**Exercise:** Could you swap "pixel-level evidence" for "coordinate evidence" throughout the material below and give the lines back with nothing else changed?

**Extracted information:**
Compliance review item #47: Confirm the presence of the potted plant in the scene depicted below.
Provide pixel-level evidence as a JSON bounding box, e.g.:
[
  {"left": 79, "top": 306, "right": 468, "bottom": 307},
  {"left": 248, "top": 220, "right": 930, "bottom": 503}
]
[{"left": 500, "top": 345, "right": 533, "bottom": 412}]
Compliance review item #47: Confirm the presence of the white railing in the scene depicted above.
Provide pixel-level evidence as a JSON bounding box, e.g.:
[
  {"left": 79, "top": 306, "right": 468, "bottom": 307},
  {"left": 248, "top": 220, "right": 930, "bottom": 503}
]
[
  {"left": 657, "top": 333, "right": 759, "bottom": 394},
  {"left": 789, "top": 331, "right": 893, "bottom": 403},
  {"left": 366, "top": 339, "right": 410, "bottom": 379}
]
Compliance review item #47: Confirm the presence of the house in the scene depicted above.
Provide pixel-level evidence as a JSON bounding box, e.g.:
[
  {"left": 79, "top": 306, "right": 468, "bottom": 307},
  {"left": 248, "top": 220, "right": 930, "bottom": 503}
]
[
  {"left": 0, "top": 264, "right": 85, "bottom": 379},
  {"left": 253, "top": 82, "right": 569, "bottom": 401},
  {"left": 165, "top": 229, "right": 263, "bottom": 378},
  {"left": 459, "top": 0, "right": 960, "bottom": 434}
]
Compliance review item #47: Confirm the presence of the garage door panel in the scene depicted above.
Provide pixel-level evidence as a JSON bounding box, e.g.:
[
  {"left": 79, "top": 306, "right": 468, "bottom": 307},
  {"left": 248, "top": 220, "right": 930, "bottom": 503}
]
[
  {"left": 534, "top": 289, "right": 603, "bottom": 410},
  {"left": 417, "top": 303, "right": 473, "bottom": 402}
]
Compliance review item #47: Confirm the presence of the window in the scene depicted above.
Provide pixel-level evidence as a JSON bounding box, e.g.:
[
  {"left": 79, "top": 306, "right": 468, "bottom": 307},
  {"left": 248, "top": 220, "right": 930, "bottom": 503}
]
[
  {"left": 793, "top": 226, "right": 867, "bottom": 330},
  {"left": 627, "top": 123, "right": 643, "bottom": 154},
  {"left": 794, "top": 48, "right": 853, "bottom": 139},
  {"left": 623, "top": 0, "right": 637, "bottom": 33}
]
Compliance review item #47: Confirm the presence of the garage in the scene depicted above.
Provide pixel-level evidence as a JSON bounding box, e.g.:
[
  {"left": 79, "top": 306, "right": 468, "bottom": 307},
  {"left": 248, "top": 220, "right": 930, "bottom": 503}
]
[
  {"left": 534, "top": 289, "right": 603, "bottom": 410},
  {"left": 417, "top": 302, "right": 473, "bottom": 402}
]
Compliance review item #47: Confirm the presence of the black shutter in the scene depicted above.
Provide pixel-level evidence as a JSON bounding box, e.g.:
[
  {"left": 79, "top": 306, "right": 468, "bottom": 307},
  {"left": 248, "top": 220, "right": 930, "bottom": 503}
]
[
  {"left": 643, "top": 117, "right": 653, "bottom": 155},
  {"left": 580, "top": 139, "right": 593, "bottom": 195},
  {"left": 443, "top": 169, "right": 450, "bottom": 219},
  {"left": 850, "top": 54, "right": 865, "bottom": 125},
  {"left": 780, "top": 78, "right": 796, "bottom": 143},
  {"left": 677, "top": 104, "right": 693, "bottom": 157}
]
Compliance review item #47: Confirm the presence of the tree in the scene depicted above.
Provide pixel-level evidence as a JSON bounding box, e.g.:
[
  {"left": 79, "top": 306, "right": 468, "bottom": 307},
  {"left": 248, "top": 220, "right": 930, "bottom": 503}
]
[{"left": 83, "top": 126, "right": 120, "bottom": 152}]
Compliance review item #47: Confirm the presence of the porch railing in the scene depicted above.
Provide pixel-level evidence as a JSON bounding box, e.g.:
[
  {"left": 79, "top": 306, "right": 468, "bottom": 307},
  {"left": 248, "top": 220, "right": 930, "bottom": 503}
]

**Finished task:**
Compliance review item #47: Confirm the presence of the potted plant in the scene depicted below.
Provide coordinate evidence as a JSON bounding box, e.g.:
[
  {"left": 79, "top": 306, "right": 468, "bottom": 307},
  {"left": 248, "top": 220, "right": 930, "bottom": 503}
]
[{"left": 500, "top": 345, "right": 533, "bottom": 412}]
Compliance review item #47: Confirm the presence of the white railing in the scene depicted above.
Provide coordinate evidence as a JSON bounding box, e.g.:
[
  {"left": 79, "top": 306, "right": 468, "bottom": 307},
  {"left": 248, "top": 220, "right": 930, "bottom": 503}
]
[
  {"left": 657, "top": 333, "right": 759, "bottom": 394},
  {"left": 789, "top": 331, "right": 893, "bottom": 403},
  {"left": 366, "top": 339, "right": 410, "bottom": 379}
]
Compliance review item #47: Confirm the presence of the house in the scene depicted above.
Provide coordinate evidence as a JSON bounding box, e.g.:
[
  {"left": 79, "top": 306, "right": 468, "bottom": 307},
  {"left": 248, "top": 220, "right": 930, "bottom": 503}
]
[
  {"left": 0, "top": 264, "right": 85, "bottom": 379},
  {"left": 253, "top": 82, "right": 569, "bottom": 401},
  {"left": 165, "top": 229, "right": 263, "bottom": 378},
  {"left": 459, "top": 0, "right": 960, "bottom": 434}
]
Compliance review item #47: Confirm the presence of the garage door panel in the scene depicted above.
Provide coordinate evidence as a JSON bounding box, e.g.:
[
  {"left": 79, "top": 306, "right": 468, "bottom": 307},
  {"left": 248, "top": 220, "right": 930, "bottom": 503}
]
[
  {"left": 534, "top": 289, "right": 603, "bottom": 410},
  {"left": 417, "top": 303, "right": 473, "bottom": 402}
]
Compliance review item #47: Confirm the presence of the window in the scene depicted above.
Provide coordinate evidence as a JSON bounding box, e.g.:
[
  {"left": 79, "top": 306, "right": 468, "bottom": 307},
  {"left": 248, "top": 220, "right": 930, "bottom": 503}
]
[
  {"left": 793, "top": 226, "right": 867, "bottom": 330},
  {"left": 627, "top": 123, "right": 643, "bottom": 154},
  {"left": 794, "top": 48, "right": 853, "bottom": 139},
  {"left": 623, "top": 0, "right": 637, "bottom": 33}
]
Compliance review item #47: Confirm the presence of the garage in the scene depicted above.
Provide coordinate evidence as a JSON bounding box, e.g.:
[
  {"left": 79, "top": 306, "right": 468, "bottom": 307},
  {"left": 248, "top": 220, "right": 930, "bottom": 503}
]
[
  {"left": 534, "top": 289, "right": 603, "bottom": 410},
  {"left": 417, "top": 302, "right": 473, "bottom": 402}
]
Compliance review item #47: Confirm the presence of the black shutter in the scene depicted above.
Provide coordinate evidence as a JSON bounding box, e.g.:
[
  {"left": 79, "top": 306, "right": 468, "bottom": 307},
  {"left": 248, "top": 220, "right": 930, "bottom": 503}
]
[
  {"left": 643, "top": 117, "right": 653, "bottom": 155},
  {"left": 580, "top": 139, "right": 593, "bottom": 195},
  {"left": 443, "top": 169, "right": 450, "bottom": 219},
  {"left": 850, "top": 54, "right": 865, "bottom": 125},
  {"left": 780, "top": 78, "right": 796, "bottom": 143},
  {"left": 677, "top": 104, "right": 693, "bottom": 157}
]
Compliance review item #47: Confirm the presence of the tree in the scene depicted above.
Provide coordinate evidence as a JSON bounding box, e.g.:
[
  {"left": 79, "top": 306, "right": 468, "bottom": 307},
  {"left": 248, "top": 220, "right": 930, "bottom": 503}
]
[{"left": 83, "top": 126, "right": 120, "bottom": 152}]
Compliance review item #47: Confirm the presence of the porch railing in the scene depicted above.
Provide coordinate evidence as a JSON bounding box, e.g.:
[
  {"left": 79, "top": 306, "right": 468, "bottom": 307},
  {"left": 248, "top": 220, "right": 930, "bottom": 503}
]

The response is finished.